What the exercise asks: Find every line in the records below that contains the word "microphone", and copy each one. Matching is case-sensitive.

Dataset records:
## Begin

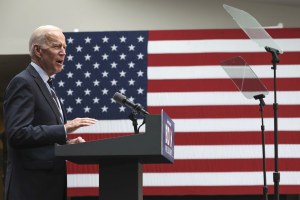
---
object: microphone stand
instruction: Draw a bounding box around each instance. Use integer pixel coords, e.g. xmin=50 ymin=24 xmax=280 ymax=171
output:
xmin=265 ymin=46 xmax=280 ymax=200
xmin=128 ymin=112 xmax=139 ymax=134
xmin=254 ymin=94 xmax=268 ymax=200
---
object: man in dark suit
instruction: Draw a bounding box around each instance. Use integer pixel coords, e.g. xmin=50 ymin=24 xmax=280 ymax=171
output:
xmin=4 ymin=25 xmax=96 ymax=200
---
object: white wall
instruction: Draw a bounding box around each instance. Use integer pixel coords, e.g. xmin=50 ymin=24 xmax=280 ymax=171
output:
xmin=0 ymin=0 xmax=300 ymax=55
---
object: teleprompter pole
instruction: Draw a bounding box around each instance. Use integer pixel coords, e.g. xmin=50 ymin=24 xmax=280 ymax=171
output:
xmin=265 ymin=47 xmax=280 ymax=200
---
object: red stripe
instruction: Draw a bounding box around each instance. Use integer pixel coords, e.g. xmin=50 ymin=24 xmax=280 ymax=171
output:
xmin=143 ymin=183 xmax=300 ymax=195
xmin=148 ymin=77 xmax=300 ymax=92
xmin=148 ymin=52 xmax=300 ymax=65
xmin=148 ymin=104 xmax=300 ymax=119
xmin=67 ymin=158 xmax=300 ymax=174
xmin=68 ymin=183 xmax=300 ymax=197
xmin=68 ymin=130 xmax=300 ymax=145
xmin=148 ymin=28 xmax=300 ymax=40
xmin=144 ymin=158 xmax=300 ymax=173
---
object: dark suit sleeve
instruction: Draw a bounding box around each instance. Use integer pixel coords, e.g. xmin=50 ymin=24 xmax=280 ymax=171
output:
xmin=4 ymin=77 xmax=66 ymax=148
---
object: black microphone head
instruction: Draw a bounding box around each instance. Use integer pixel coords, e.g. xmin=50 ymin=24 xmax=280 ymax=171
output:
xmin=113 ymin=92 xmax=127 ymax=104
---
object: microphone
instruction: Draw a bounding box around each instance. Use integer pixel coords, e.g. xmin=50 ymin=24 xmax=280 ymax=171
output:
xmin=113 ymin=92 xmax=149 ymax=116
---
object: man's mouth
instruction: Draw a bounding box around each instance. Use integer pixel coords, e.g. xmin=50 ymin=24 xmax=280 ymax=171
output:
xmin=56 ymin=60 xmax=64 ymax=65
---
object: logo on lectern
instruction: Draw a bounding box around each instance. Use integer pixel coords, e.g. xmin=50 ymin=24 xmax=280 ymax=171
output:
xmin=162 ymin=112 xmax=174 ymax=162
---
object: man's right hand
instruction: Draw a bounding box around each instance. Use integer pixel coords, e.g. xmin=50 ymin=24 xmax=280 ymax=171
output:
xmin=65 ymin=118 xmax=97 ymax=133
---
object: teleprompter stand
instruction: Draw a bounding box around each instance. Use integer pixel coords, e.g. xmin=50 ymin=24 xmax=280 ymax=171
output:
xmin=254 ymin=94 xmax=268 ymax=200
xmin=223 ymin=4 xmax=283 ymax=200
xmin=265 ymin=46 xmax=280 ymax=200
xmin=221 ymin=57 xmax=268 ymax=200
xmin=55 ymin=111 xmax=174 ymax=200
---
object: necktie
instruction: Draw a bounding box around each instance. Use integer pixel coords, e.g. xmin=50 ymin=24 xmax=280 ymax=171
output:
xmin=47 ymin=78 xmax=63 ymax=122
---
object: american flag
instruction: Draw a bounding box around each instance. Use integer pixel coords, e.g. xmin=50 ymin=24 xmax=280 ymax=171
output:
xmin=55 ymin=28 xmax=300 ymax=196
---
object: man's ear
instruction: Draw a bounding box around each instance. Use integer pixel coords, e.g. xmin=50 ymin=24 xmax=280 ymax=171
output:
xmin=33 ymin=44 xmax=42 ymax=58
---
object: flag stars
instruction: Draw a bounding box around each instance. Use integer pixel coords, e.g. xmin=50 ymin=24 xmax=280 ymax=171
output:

## End
## Begin

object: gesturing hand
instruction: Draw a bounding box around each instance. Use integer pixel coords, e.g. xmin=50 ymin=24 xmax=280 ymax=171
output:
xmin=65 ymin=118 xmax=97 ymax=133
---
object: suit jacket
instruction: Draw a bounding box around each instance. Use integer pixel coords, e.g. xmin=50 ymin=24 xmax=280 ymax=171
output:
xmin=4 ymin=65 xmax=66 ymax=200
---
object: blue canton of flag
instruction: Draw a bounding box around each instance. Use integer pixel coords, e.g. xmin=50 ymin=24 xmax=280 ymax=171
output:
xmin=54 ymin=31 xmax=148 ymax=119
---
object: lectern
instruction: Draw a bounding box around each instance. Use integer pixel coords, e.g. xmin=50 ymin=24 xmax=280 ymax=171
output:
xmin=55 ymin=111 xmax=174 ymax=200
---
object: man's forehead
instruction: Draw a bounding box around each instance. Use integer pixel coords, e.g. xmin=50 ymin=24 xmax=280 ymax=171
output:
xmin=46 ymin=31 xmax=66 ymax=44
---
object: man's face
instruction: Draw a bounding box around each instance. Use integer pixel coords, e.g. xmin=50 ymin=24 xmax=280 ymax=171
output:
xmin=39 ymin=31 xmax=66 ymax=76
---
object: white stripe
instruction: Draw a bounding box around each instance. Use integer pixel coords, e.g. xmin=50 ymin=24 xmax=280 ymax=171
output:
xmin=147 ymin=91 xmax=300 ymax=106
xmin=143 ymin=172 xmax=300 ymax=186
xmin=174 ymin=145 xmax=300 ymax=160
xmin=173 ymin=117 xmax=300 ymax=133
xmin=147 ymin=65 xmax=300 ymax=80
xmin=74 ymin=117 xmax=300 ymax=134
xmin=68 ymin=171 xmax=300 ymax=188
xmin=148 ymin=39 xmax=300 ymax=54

## End

Final result:
object: microphone stand
object: black microphone head
object: microphone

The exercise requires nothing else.